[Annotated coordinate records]
* start *

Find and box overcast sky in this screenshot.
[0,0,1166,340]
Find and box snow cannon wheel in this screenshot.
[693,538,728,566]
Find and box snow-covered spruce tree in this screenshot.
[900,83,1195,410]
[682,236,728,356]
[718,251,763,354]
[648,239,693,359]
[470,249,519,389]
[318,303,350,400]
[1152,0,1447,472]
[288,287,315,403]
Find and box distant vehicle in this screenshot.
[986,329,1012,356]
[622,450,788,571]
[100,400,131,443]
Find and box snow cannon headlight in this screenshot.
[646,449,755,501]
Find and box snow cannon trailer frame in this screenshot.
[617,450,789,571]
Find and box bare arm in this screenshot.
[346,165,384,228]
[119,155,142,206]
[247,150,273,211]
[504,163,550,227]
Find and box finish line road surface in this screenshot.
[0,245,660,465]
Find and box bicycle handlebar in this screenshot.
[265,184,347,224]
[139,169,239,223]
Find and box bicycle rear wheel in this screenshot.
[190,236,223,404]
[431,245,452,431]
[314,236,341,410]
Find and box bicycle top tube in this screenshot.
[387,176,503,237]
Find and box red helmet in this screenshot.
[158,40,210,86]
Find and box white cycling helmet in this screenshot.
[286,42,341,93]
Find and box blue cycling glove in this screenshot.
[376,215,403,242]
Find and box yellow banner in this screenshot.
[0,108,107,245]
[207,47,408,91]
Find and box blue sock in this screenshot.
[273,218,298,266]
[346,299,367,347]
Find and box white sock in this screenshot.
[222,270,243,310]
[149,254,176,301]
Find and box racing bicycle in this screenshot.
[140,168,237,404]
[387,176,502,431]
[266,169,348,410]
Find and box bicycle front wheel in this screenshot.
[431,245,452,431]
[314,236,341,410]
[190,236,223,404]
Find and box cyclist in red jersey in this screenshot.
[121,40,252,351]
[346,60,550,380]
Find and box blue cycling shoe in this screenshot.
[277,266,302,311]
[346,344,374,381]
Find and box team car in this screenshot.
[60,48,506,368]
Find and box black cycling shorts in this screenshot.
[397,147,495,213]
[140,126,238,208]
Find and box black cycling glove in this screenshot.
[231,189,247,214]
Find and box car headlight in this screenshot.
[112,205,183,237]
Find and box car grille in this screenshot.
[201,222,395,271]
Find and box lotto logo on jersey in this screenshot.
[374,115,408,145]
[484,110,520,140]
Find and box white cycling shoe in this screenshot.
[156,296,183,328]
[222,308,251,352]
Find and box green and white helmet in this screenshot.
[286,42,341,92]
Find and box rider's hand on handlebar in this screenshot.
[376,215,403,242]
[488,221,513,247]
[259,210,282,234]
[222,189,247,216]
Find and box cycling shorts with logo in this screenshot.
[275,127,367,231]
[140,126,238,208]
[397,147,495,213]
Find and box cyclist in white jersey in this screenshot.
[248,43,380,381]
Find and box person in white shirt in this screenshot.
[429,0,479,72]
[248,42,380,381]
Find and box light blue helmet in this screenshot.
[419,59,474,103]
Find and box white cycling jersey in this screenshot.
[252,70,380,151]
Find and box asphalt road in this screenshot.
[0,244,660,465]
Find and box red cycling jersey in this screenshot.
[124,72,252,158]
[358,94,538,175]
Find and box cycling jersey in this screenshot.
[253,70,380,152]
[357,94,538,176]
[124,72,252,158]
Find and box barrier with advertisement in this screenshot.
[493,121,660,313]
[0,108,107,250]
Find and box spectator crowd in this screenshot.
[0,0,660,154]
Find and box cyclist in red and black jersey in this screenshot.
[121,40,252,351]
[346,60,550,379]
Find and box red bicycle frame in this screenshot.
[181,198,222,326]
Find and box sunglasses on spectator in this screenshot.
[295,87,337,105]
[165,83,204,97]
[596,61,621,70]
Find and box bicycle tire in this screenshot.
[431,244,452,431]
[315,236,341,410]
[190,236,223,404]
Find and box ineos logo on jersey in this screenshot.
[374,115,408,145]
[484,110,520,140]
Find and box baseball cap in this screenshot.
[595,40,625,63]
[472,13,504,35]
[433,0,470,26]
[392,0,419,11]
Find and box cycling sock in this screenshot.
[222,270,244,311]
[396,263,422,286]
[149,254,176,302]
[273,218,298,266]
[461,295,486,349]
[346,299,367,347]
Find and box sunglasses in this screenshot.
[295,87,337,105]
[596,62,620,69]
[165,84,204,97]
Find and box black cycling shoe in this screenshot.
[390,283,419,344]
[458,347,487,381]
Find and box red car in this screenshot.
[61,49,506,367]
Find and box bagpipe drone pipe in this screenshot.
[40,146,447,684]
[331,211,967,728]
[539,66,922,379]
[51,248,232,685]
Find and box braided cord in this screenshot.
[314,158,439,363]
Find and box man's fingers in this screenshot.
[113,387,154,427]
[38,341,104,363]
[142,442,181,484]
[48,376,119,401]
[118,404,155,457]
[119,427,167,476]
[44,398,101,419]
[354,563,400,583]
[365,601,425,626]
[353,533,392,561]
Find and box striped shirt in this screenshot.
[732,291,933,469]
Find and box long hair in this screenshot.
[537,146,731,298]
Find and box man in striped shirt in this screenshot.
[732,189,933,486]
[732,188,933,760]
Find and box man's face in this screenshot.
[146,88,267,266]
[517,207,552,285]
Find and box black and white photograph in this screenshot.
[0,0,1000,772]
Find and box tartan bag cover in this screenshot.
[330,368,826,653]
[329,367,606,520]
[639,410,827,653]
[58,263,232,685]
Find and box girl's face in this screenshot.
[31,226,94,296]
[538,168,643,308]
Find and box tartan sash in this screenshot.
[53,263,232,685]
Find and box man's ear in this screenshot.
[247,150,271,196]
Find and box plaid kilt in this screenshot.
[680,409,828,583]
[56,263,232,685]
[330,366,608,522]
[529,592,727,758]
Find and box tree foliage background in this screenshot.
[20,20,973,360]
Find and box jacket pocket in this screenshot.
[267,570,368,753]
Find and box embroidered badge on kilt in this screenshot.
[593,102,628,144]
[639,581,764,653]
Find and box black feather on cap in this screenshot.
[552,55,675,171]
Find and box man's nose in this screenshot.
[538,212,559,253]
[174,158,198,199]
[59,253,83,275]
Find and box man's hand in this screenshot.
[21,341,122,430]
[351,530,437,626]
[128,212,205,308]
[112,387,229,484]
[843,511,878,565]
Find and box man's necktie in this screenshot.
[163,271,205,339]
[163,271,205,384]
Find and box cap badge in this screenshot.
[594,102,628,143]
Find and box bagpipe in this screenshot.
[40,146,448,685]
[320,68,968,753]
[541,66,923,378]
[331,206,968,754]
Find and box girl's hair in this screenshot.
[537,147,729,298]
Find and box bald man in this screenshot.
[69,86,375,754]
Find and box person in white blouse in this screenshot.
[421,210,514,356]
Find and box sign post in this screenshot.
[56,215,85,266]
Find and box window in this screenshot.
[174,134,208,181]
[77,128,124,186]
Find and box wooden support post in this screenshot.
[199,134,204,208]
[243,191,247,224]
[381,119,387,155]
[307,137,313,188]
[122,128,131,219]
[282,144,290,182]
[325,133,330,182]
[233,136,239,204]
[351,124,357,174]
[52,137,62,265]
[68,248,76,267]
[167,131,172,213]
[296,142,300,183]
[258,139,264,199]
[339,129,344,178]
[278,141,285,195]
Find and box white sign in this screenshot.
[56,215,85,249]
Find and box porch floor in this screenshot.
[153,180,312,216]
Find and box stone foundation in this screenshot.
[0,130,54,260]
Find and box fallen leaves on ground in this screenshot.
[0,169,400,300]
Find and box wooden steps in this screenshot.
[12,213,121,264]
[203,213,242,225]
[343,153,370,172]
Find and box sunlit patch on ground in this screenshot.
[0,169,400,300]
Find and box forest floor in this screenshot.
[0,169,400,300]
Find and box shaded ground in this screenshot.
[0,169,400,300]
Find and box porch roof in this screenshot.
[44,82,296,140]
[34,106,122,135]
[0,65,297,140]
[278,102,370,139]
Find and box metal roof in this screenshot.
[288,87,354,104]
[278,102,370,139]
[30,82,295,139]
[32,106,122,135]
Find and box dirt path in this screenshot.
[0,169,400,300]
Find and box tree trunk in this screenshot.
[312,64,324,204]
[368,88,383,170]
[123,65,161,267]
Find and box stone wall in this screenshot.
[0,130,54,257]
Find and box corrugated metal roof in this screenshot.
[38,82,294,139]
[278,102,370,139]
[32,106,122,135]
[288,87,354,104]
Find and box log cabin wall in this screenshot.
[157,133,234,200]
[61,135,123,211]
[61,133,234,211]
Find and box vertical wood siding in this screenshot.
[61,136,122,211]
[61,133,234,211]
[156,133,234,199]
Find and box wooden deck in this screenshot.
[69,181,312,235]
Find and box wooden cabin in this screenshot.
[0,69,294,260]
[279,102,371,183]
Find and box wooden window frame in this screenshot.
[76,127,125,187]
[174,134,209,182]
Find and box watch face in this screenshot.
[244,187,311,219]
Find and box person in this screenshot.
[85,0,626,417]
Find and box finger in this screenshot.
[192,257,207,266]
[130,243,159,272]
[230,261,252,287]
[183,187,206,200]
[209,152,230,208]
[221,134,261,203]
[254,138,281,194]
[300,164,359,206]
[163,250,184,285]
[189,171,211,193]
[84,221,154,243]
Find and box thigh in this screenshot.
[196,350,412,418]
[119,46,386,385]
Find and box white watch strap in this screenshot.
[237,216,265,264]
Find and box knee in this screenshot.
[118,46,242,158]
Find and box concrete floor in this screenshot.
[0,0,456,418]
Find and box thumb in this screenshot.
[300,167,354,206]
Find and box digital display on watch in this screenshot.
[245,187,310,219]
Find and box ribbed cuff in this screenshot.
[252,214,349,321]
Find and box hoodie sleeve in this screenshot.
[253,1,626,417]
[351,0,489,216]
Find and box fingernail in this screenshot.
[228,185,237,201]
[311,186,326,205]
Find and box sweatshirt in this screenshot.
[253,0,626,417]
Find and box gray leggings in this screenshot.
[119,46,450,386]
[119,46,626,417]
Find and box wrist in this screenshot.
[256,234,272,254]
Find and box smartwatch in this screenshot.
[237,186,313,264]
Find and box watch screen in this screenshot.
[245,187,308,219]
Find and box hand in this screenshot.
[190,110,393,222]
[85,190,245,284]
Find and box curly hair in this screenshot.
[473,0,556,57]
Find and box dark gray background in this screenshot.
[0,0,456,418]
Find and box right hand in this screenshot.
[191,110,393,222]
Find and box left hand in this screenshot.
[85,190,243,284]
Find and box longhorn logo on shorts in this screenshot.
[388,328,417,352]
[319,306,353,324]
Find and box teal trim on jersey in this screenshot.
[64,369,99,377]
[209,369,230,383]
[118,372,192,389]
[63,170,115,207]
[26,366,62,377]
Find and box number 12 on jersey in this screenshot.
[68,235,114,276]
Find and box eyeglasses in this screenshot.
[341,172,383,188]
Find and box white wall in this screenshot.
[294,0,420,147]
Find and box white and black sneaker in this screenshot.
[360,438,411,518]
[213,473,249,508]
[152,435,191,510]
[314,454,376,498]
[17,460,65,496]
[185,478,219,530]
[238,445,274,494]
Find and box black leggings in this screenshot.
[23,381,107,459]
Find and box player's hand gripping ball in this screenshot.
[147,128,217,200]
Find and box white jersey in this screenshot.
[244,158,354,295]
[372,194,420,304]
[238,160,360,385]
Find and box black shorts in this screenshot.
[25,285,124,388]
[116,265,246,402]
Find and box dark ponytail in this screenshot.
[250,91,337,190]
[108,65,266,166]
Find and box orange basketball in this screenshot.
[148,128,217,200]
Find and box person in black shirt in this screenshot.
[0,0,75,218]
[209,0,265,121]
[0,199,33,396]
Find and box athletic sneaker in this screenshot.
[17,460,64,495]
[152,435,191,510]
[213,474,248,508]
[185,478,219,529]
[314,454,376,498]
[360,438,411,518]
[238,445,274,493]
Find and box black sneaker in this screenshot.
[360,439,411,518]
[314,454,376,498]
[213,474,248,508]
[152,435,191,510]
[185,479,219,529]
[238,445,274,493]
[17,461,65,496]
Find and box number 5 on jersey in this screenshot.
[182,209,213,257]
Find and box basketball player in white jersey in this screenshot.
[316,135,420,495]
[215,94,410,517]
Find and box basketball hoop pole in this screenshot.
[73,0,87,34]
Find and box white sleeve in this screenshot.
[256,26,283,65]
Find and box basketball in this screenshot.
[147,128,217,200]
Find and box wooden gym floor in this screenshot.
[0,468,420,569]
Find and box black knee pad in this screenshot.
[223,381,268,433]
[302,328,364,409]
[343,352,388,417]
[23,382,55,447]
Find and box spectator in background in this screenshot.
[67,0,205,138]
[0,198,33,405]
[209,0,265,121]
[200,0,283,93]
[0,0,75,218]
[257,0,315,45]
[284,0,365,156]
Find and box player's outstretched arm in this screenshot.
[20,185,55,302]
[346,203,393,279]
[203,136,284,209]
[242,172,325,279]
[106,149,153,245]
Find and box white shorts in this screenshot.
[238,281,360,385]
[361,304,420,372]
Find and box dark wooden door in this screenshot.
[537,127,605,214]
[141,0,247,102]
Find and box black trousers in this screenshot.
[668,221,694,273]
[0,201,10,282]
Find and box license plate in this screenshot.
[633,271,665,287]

* end *

Set task:
Reproduce the records verbatim, beginning with the line that contains "Find and box man's necktie" and continuing through the line that contains "[421,210,514,356]", with both of those lines included.

Solution:
Find and box man's necktie in this screenshot.
[163,271,205,339]
[163,271,205,384]
Find and box cap badge in this screenshot.
[594,102,628,143]
Find and box bagpipe in this screenshot.
[40,146,448,685]
[320,68,968,753]
[541,66,923,378]
[331,206,968,754]
Find and box girl's hair in this screenshot.
[537,147,729,298]
Find and box bald man in this screenshot.
[69,86,375,754]
Find and box person in white blouse in this screenshot.
[421,210,514,356]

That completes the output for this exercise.